### What you need to do
Please arrange every line of the entries below as a Markdown table with the columns Row and Line, numbering the rows and skipping blank lines. Leave the pictures out.

### Data excerpts
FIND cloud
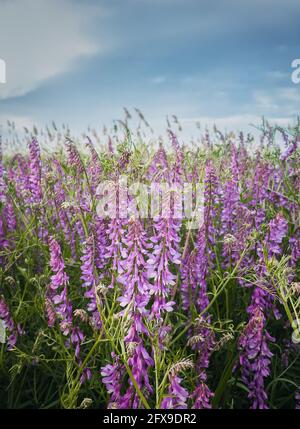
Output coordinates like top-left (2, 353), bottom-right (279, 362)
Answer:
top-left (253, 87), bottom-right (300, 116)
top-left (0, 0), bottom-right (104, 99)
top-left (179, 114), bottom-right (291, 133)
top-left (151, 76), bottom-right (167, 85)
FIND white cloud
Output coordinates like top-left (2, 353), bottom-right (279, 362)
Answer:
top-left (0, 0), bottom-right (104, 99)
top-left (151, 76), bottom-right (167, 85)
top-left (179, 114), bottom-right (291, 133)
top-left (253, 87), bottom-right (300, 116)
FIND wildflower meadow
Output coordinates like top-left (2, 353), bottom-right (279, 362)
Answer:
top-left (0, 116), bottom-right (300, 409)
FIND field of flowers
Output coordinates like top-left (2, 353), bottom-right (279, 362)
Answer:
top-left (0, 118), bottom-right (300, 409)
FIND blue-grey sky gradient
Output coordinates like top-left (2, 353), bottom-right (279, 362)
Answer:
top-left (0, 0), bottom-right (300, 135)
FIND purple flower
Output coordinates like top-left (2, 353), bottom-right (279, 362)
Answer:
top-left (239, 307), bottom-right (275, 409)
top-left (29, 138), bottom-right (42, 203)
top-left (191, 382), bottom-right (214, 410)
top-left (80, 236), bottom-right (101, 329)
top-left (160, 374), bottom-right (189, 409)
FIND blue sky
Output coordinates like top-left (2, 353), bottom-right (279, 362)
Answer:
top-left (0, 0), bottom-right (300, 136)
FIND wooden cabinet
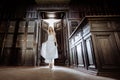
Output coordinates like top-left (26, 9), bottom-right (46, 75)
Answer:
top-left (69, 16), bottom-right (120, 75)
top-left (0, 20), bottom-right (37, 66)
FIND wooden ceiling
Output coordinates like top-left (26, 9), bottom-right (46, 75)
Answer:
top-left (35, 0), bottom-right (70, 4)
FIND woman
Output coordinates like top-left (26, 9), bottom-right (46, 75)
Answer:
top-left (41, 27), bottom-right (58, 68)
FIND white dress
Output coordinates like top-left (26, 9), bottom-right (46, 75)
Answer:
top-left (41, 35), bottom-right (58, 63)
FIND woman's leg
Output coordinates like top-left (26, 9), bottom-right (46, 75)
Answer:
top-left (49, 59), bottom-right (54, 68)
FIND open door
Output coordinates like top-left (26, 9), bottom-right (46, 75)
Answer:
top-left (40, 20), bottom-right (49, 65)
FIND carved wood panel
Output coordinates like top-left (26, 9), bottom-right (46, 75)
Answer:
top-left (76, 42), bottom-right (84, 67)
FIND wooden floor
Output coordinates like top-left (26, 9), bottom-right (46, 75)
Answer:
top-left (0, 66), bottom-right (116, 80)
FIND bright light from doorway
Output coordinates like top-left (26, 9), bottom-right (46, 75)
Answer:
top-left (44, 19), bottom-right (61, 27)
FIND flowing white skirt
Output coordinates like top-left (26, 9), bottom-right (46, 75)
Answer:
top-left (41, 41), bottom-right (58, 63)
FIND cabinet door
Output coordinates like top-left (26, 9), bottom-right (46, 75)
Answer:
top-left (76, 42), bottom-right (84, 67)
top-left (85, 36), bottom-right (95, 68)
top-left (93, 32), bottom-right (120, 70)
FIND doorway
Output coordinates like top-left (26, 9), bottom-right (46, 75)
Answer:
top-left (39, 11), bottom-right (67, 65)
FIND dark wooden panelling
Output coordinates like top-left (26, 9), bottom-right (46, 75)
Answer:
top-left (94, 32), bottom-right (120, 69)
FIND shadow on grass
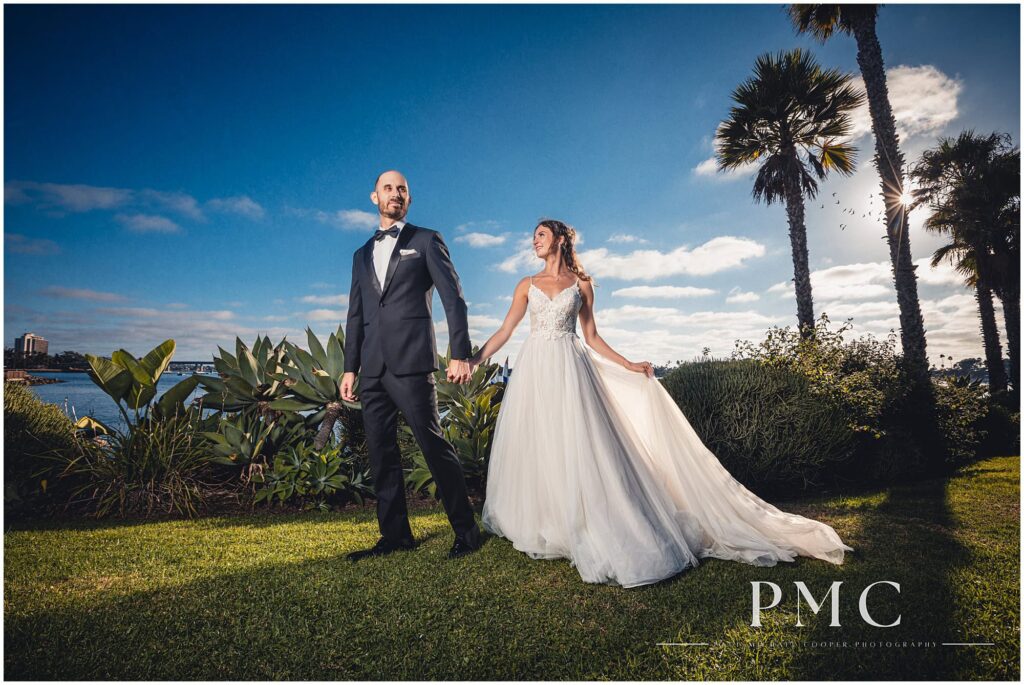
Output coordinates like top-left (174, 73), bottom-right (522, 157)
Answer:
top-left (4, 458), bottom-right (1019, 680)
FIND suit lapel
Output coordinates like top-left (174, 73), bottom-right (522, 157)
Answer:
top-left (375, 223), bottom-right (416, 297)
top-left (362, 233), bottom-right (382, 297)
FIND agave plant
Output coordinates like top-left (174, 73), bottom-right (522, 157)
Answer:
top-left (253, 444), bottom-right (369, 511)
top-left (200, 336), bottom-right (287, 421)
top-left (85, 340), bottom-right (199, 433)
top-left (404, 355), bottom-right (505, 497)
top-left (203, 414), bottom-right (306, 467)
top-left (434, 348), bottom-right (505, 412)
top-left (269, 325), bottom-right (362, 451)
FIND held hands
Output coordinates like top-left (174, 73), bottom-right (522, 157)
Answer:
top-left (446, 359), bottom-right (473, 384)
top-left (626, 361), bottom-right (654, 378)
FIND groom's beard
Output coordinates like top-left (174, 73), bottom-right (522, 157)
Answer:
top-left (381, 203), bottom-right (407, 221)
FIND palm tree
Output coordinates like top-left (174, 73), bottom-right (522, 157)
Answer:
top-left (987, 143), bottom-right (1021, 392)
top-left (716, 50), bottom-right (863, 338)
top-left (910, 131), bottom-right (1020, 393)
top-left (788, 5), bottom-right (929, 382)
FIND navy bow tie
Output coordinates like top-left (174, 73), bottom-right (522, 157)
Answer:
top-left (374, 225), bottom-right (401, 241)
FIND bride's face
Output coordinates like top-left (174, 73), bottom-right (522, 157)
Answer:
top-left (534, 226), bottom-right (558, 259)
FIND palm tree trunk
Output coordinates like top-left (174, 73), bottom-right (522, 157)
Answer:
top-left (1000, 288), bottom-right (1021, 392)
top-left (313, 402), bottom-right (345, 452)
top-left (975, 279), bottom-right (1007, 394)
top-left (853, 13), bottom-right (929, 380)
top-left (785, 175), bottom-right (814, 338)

### Written solution
| Row | Line |
|---|---|
| 1 | FIND cloud |
| 2 | Output coordinates like top-left (2, 353), bottom-right (279, 362) |
| 3 | Answer: |
| 4 | top-left (253, 87), bottom-right (300, 116) |
| 5 | top-left (0, 0), bottom-right (104, 99) |
| 6 | top-left (179, 114), bottom-right (291, 133) |
| 7 | top-left (151, 76), bottom-right (167, 85) |
| 8 | FIND white cloud |
| 9 | Output coordinates like top-left (2, 353), bottom-right (279, 362) |
| 10 | Answer: |
| 11 | top-left (0, 0), bottom-right (104, 99) |
| 12 | top-left (151, 76), bottom-right (167, 85) |
| 13 | top-left (179, 114), bottom-right (291, 133) |
| 14 | top-left (253, 87), bottom-right (300, 116) |
| 15 | FIND wildflower meadow |
| 16 | Output coordinates like top-left (2, 353), bottom-right (279, 362) |
| 17 | Answer: |
| 18 | top-left (0, 116), bottom-right (300, 409) |
| 19 | FIND field of flowers |
| 20 | Output coordinates like top-left (2, 353), bottom-right (279, 362) |
| 21 | Answer: |
| 22 | top-left (0, 118), bottom-right (300, 409) |
| 23 | FIND blue-grey sky gradient |
| 24 | Output coordinates like top-left (2, 353), bottom-right (279, 362) |
| 25 | Answer: |
| 26 | top-left (0, 0), bottom-right (300, 135) |
| 27 | FIND purple flower |
| 28 | Output coordinates like top-left (2, 353), bottom-right (279, 362) |
| 29 | Answer: |
| 30 | top-left (239, 307), bottom-right (275, 409) |
| 31 | top-left (29, 138), bottom-right (42, 203) |
| 32 | top-left (191, 382), bottom-right (214, 410) |
| 33 | top-left (80, 236), bottom-right (101, 329) |
| 34 | top-left (160, 374), bottom-right (189, 409) |
| 35 | FIND blue sky |
| 36 | Output coordinates like top-left (2, 353), bottom-right (279, 362) |
| 37 | Answer: |
| 38 | top-left (0, 0), bottom-right (300, 136) |
| 39 | FIND wooden cabinet |
| 40 | Output coordinates like top-left (26, 9), bottom-right (46, 75) |
| 41 | Answer: |
| 42 | top-left (69, 16), bottom-right (120, 75) |
| 43 | top-left (0, 20), bottom-right (37, 66) |
| 44 | FIND wooden ceiling |
| 45 | Output coordinates like top-left (26, 9), bottom-right (46, 75) |
| 46 | Answer: |
| 47 | top-left (35, 0), bottom-right (70, 4) |
| 48 | FIND woman |
| 49 | Output coordinates like top-left (26, 9), bottom-right (46, 75) |
| 50 | Answer: |
| 51 | top-left (41, 27), bottom-right (58, 68) |
| 52 | FIND white dress |
| 53 | Output coordinates like top-left (26, 9), bottom-right (46, 75) |
| 54 | Answer: |
| 55 | top-left (41, 35), bottom-right (58, 63) |
| 56 | FIND woman's leg |
| 57 | Output coordinates like top-left (26, 9), bottom-right (46, 75) |
| 58 | Answer: |
| 59 | top-left (49, 59), bottom-right (54, 68) |
| 60 | FIND open door |
| 61 | Output coordinates like top-left (26, 9), bottom-right (46, 75) |
| 62 | Answer: |
| 63 | top-left (40, 20), bottom-right (49, 65) |
| 64 | FIND carved wood panel |
| 65 | Output coordinates like top-left (26, 9), bottom-right (46, 75) |
| 66 | Answer: |
| 67 | top-left (76, 42), bottom-right (84, 67) |
| 68 | FIND wooden floor |
| 69 | Output coordinates like top-left (26, 9), bottom-right (46, 75) |
| 70 | Answer: |
| 71 | top-left (0, 66), bottom-right (116, 80) |
| 72 | FIND bright light from doorway |
| 73 | Output coordinates like top-left (26, 9), bottom-right (46, 75) |
| 74 | Answer: |
| 75 | top-left (44, 19), bottom-right (61, 27) |
| 76 | FIND flowing white skirt |
| 77 | Output coordinates like top-left (26, 9), bottom-right (46, 75) |
| 78 | Answer: |
| 79 | top-left (41, 41), bottom-right (58, 63) |
| 80 | FIND cabinet door |
| 81 | Output coordinates like top-left (26, 9), bottom-right (46, 75) |
| 82 | Answer: |
| 83 | top-left (76, 42), bottom-right (84, 67) |
| 84 | top-left (85, 36), bottom-right (95, 68) |
| 85 | top-left (93, 32), bottom-right (120, 70) |
| 86 | FIND doorway |
| 87 | Output coordinates like top-left (26, 9), bottom-right (46, 75) |
| 88 | Answer: |
| 89 | top-left (39, 11), bottom-right (67, 65) |
| 90 | FIND dark wooden panelling |
| 91 | Output coordinates like top-left (26, 9), bottom-right (46, 75) |
| 92 | Answer: |
| 93 | top-left (94, 32), bottom-right (120, 69) |
| 94 | FIND shadow on grass |
| 95 | Output coordinates like top-left (174, 73), bottom-right (522, 157) |
| 96 | Answer: |
| 97 | top-left (4, 458), bottom-right (1019, 680) |
| 98 | FIND suit lapel |
| 99 | Output coordinates like top-left (174, 73), bottom-right (522, 157) |
| 100 | Answer: |
| 101 | top-left (375, 223), bottom-right (416, 297) |
| 102 | top-left (362, 233), bottom-right (382, 297) |
| 103 | FIND agave plant |
| 104 | Output coordinates like top-left (174, 73), bottom-right (522, 157) |
| 105 | Answer: |
| 106 | top-left (253, 444), bottom-right (369, 511) |
| 107 | top-left (200, 336), bottom-right (287, 421) |
| 108 | top-left (85, 340), bottom-right (199, 433) |
| 109 | top-left (404, 355), bottom-right (505, 497) |
| 110 | top-left (203, 414), bottom-right (306, 467) |
| 111 | top-left (434, 348), bottom-right (505, 412) |
| 112 | top-left (269, 325), bottom-right (362, 451) |
| 113 | FIND held hands |
| 114 | Output coordinates like top-left (174, 73), bottom-right (522, 157) |
| 115 | Answer: |
| 116 | top-left (446, 359), bottom-right (473, 384) |
| 117 | top-left (626, 361), bottom-right (654, 378) |
| 118 | FIND groom's beard |
| 119 | Output coordinates like top-left (174, 73), bottom-right (522, 157) |
| 120 | Answer: |
| 121 | top-left (381, 203), bottom-right (407, 221) |
| 122 | FIND palm tree |
| 123 | Output coordinates like top-left (174, 73), bottom-right (522, 157) |
| 124 | Answer: |
| 125 | top-left (987, 143), bottom-right (1021, 392) |
| 126 | top-left (716, 50), bottom-right (863, 338) |
| 127 | top-left (910, 131), bottom-right (1020, 393) |
| 128 | top-left (788, 5), bottom-right (929, 382) |
| 129 | FIND navy bow tie |
| 130 | Output coordinates like top-left (174, 73), bottom-right (522, 157) |
| 131 | Answer: |
| 132 | top-left (374, 225), bottom-right (401, 241) |
| 133 | FIND bride's face |
| 134 | Output coordinates like top-left (174, 73), bottom-right (522, 157) |
| 135 | Answer: |
| 136 | top-left (534, 226), bottom-right (558, 259) |
| 137 | FIND palm tree trunk |
| 138 | Output coordinates like top-left (174, 73), bottom-right (522, 157) |
| 139 | Answer: |
| 140 | top-left (1000, 288), bottom-right (1021, 392) |
| 141 | top-left (313, 402), bottom-right (345, 452) |
| 142 | top-left (975, 279), bottom-right (1007, 394) |
| 143 | top-left (853, 13), bottom-right (929, 380) |
| 144 | top-left (785, 175), bottom-right (814, 338) |